STATED TASK
Under this task are some entries; return every one of them exactly.

Pointing records

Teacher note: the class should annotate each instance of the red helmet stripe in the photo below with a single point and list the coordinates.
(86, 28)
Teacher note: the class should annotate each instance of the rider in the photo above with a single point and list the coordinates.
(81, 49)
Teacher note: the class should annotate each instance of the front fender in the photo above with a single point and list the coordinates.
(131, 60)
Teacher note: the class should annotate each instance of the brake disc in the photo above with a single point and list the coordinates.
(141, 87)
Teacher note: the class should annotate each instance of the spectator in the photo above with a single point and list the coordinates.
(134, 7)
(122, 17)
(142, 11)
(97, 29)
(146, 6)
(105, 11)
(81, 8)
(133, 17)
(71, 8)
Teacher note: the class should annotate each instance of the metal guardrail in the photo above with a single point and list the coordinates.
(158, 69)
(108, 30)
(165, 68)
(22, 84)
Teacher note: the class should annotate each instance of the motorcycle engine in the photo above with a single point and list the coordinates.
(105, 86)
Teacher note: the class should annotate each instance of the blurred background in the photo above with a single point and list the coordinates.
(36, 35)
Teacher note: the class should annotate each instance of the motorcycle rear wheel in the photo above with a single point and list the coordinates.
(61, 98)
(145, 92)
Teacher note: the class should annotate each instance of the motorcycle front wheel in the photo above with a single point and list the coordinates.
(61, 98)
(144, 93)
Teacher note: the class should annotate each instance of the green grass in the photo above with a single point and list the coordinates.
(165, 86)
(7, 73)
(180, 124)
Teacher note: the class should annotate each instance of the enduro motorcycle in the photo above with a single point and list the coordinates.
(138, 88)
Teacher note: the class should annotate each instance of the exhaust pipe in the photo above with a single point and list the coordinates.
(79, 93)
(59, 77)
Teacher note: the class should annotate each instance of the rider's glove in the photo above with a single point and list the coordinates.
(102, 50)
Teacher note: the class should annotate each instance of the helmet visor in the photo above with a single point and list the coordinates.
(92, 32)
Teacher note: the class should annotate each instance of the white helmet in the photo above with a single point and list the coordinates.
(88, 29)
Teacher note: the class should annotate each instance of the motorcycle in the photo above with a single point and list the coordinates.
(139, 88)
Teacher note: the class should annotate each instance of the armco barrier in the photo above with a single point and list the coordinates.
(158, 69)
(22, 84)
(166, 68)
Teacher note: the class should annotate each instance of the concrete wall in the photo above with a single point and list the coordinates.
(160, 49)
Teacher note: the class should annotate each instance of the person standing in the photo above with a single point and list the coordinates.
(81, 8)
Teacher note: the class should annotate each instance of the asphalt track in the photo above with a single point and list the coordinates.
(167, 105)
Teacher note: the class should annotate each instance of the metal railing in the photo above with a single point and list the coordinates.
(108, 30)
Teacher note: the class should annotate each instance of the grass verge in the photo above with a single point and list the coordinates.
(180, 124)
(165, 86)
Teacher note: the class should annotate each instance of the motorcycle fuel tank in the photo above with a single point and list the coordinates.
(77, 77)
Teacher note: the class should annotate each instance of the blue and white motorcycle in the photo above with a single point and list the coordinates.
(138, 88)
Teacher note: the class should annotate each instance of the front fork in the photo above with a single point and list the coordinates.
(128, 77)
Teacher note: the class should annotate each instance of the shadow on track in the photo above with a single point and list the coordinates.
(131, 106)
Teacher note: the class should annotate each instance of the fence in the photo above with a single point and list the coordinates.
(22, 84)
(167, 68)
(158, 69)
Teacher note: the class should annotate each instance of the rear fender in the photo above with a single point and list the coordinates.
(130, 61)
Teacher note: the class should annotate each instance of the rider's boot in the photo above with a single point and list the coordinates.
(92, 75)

EXERCISE RESULT
Teacher note: the class should annotate each instance of the red helmet stripe in the photo below with a single point and list the coordinates.
(86, 28)
Teacher note: the class should annotate each instance of the rider in the photo above with a single point and list the coordinates.
(81, 49)
Teacher note: the class should annotate each instance of the front fender in the photo above with a single point and list the coordinates.
(131, 60)
Teacher note: the class should annotate each instance of the brake disc in the photo above with a single point and list the coordinates.
(141, 87)
Teacher note: the class should annotate each instance of the spectator in the photo above with a single point and list the coordinates.
(134, 7)
(122, 17)
(142, 11)
(97, 29)
(146, 6)
(105, 11)
(81, 8)
(133, 17)
(71, 8)
Teacher note: the class should annotate each instance of the metal guardrail in the photo above with a single point and list the coordinates.
(158, 69)
(108, 30)
(165, 68)
(22, 84)
Teacher note: the class should annotate each instance of the motorcycle engine in the photo above with a single point and list the coordinates.
(105, 86)
Teacher note: the class should annotate each instance of the blurred background in the photo above with a single point and list the coordinates.
(36, 35)
Teacher note: the class should annotate each instance of the motorcycle rear wheel in the photo above with a single point and list the coordinates.
(61, 98)
(145, 92)
Teacher note: the class should annotate each instance of the motorcycle front wheel in the photo above with a single point and list the coordinates.
(61, 98)
(144, 93)
Teacher note: the class should annotate each instance of the green grass in the photo above with a single point and list the coordinates.
(165, 86)
(7, 73)
(180, 124)
Teacher note: the class should annotate each instance of the enduro motorcycle in the photo above with a single point and list the coordinates.
(138, 88)
Teacher note: the class should annotate each instance of the exhaust pipe in the photo above with a single point and list the coordinates.
(79, 93)
(59, 77)
Teacher note: the class should annotate each instance of the rider's glove in the photo above with a single point and list the coordinates.
(102, 50)
Teacher note: the class should annotate each instance of the helmet visor in the photo above with a single point and list the coordinates.
(92, 32)
Teacher note: the class should annotate each instance of the white helmet in the photo above with a single point and list the coordinates.
(88, 29)
Teacher note: the class should annotate each instance of the motorcycle in the photo above with a single point and list the coordinates.
(139, 88)
Teacher note: the class should annotate each instance of the armco barrier in the photo above with a single point and list the coordinates.
(158, 69)
(22, 84)
(166, 68)
Teacher note: the class should annotate each instance of the concrete wall in the photo above with a single point and list the coordinates.
(160, 49)
Teacher note: the class should annotate each instance of the person standing in the photo above with a single point and list the coordinates.
(81, 8)
Teacher note: the class should annotate each instance of the asphalt track in the photo above with a single point and list the coordinates.
(167, 105)
Teacher note: the class should annotate each instance of the metal railing in the photo above with a single point and list the coordinates.
(108, 30)
Teacher note: the class should annotate each instance of the grass verge in the photo above with a single point and list the coordinates.
(180, 124)
(165, 86)
Teacher note: the class should annotate each instance of the motorcycle fuel tank in the photo above with a single point and list the coordinates.
(77, 77)
Teacher note: the class should annotate each instance of the blue and white motorcycle in the photo above with a single point and list the coordinates.
(138, 88)
Teacher note: the class should annotate each instance of the front fork in the photo above with a single point and list the coordinates.
(128, 77)
Teacher note: the class should annotate each instance of the shadow on track in the photo above with a single point and list the coordinates.
(131, 106)
Teacher note: the class should annotate each instance of the fence in the photo above with a single point and list the coordinates.
(22, 84)
(167, 68)
(158, 69)
Teacher note: the class should annotate each instance of the rear fender in the photo above with a single point and list the coordinates.
(130, 61)
Teacher note: the class should annotate each instance of the rider's boot in the photo above with a single point and list the coordinates.
(92, 75)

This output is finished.